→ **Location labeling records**
————————

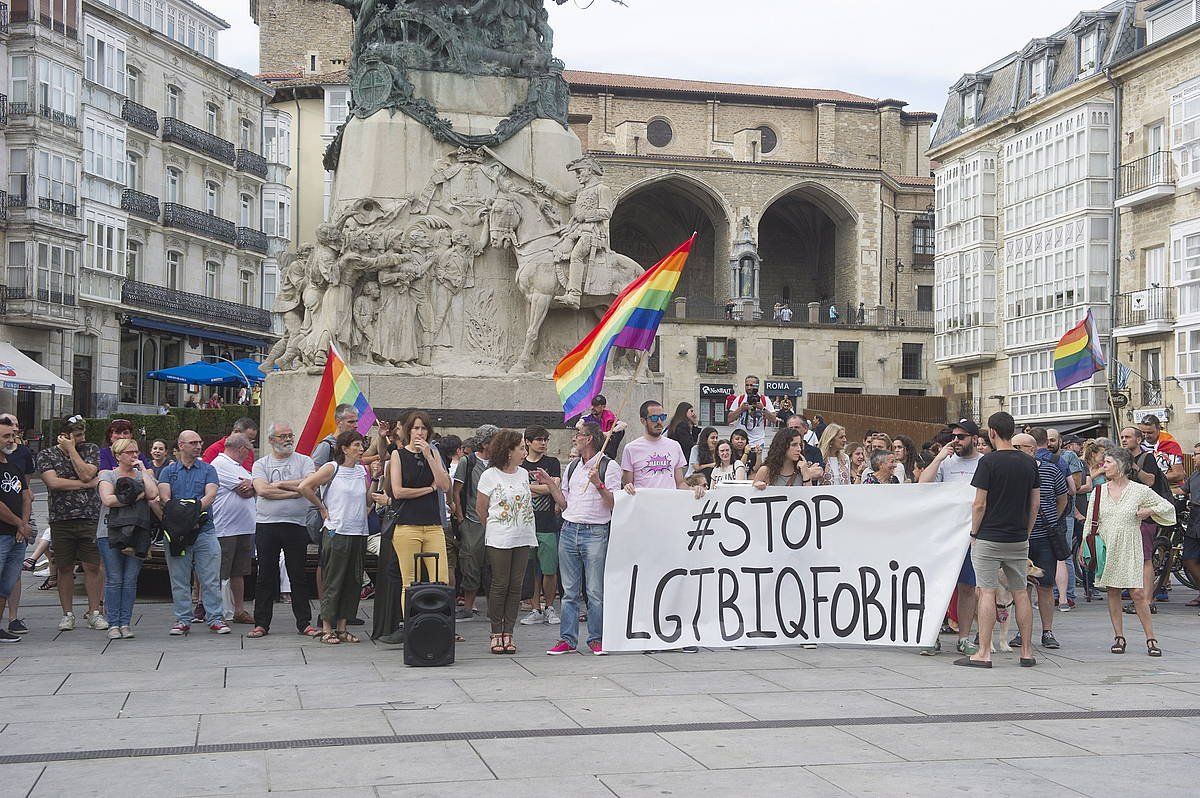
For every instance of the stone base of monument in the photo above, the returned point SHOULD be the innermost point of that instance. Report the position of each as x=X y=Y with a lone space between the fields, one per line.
x=457 y=405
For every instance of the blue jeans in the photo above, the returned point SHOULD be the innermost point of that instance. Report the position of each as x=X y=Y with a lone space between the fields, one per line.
x=205 y=557
x=582 y=549
x=12 y=555
x=120 y=583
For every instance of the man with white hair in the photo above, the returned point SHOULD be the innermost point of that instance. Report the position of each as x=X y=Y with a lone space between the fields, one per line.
x=280 y=526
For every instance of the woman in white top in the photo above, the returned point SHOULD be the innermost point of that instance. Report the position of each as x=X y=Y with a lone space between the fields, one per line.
x=343 y=507
x=833 y=449
x=727 y=468
x=504 y=504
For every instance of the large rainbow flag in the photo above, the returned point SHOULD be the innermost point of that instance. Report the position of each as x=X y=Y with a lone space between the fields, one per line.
x=1078 y=354
x=337 y=387
x=630 y=323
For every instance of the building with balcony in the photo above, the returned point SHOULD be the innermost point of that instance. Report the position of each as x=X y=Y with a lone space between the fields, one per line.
x=135 y=209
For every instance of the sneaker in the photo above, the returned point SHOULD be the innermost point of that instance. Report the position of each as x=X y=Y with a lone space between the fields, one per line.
x=561 y=647
x=535 y=617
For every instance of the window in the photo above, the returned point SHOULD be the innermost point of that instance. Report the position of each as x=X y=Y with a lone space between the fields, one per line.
x=173 y=192
x=783 y=357
x=912 y=361
x=659 y=132
x=847 y=359
x=173 y=269
x=211 y=279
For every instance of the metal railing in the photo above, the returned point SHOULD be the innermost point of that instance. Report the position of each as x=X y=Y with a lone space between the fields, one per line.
x=1153 y=169
x=193 y=138
x=186 y=306
x=197 y=221
x=144 y=119
x=1146 y=306
x=251 y=163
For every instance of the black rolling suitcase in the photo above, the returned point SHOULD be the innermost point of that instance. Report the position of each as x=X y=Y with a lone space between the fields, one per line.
x=429 y=618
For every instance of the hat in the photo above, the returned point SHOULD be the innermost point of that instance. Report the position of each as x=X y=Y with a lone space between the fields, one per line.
x=966 y=424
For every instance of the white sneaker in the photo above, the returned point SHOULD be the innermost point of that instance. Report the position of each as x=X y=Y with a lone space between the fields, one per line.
x=535 y=617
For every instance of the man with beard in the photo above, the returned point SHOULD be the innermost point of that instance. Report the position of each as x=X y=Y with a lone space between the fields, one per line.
x=957 y=462
x=280 y=526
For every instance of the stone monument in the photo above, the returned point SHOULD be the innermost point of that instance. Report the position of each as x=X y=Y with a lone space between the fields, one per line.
x=467 y=241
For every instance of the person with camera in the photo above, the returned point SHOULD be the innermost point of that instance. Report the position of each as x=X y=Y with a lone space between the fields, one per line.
x=750 y=411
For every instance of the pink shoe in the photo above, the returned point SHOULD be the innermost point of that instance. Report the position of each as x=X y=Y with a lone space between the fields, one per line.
x=561 y=647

————————

→ **Task directions**
Rewrite all of the rows, substituting "most central point" for every "innermost point" and leaving everything else unchanged. Omit the pictures from your answer.

→ **The answer**
For every instance of the stone base of monument in the photo above, the returned point SHOULD be the most central point of that instance. Report the position of each as x=X y=Y with a lone space between the fields, one per line.
x=457 y=405
For every instance of the blue jeans in the photo above, the returned point SHOULD be the most central point of that instance. Report the position of each as x=X y=Y with a lone space between the fields, one per line.
x=205 y=557
x=582 y=549
x=12 y=555
x=120 y=583
For every instance of the man with white hair in the photo above, the returned point SHOULD be the most central point of that instance. Report the position of each as x=X y=Y with a lone space between the fields, one per line.
x=280 y=526
For every instance of the woman in white top in the photo above, the returned point SHOULD be the most central point of that instance. Report the position of each as x=X y=Y with a lone space between the fields, one per line.
x=343 y=507
x=833 y=449
x=727 y=468
x=504 y=504
For every instance of the large rainbow flag in the photo above, the returned point SHOULD be the most central point of that instance. Report the position of each as x=X y=Y with a lone space between the fields, one per line.
x=1078 y=354
x=337 y=387
x=630 y=323
For every instance of the building with balcony in the photo above, the returned point SHOULD be the most central point of that instance. Report the position of each as x=X y=Y with a lone space between the fields, one per line.
x=135 y=209
For every instance of the sneaker in the photo above, the returned point SHOULD be the most central point of that instance. Report the position of each as x=X y=Y with a lone space between the fields, one per line.
x=561 y=647
x=535 y=617
For every instance of the window in the photo above, the returned point SHOULD be the most central point of that instance. Report the position of each as x=X y=Y with a lone space between the fields, one per line.
x=173 y=192
x=783 y=357
x=912 y=361
x=659 y=132
x=847 y=359
x=173 y=269
x=211 y=279
For every instance of the metal railing in the photo above, the returned point SHOULD be the most central point of that instance. Report the position of each as x=X y=Y with a lone space between the fields, one per line.
x=1153 y=169
x=193 y=138
x=186 y=306
x=197 y=221
x=144 y=119
x=1146 y=306
x=251 y=163
For every instance of the black rolling suitcase in the photo above, the returned point SHOULD be the most central point of that instance. Report the position of each as x=X y=Y with a lone space between the fields, one per line.
x=429 y=618
For every instance of the hat in the photo above, the returned point SHOULD be the most central point of that instance. Report the position of each as x=X y=Y with a lone space between the fields, one per line.
x=966 y=424
For every instance of the white sneaker in the photo above, the returned point SHOULD be the most central point of that instance. Report the position of each as x=X y=Y with a lone space between the fields, one per line.
x=535 y=617
For every instance of the man with beard in the photo above, the returned point SHOULD be the most central point of that instance. Report the position of each as x=X y=Y with a lone space between the fields, one per line.
x=957 y=462
x=280 y=526
For every instance of the stone monument in the photo above, the returned point SHOULD be the most central point of that instance. Report the position of each as x=X y=Y with a lone space between the fields, one per line.
x=467 y=241
For every instance of the person with camera in the photo above, the returned point SHOULD be the most central point of that instance. Report the position of each as x=X y=Y with a lone space between the fields, one per line.
x=750 y=411
For every instance of the pink shoe in the photo above, the returned point SHOULD be the most central point of that instance. Report the position of each as x=X y=Y with a lone space between the fields, one per line.
x=561 y=647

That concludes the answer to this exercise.